▶ [TO BE DONE] Write out all of the data below verbatim, line by line.

▶ [GIVEN INFORMATION]
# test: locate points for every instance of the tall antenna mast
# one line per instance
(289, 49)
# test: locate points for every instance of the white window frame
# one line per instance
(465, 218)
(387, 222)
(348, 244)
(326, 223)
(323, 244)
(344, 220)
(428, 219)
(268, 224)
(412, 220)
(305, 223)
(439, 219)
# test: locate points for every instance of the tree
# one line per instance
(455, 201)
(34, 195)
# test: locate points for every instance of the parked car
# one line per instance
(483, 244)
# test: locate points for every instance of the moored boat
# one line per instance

▶ [CORRECT RESULT]
# test: locate points for every instance of the tall antenna mast
# one line per instance
(289, 49)
# test: locate points for every instance of the white window frame
# one line per instance
(465, 218)
(387, 222)
(348, 244)
(326, 223)
(323, 244)
(344, 220)
(428, 219)
(268, 224)
(412, 220)
(305, 223)
(439, 219)
# test: locate points for every instance of the tree
# one line per instance
(455, 201)
(34, 195)
# test: locate points for every instance of the parked car
# one line per instance
(483, 244)
# test: locate points for every instance of the moored boat
# one line per instance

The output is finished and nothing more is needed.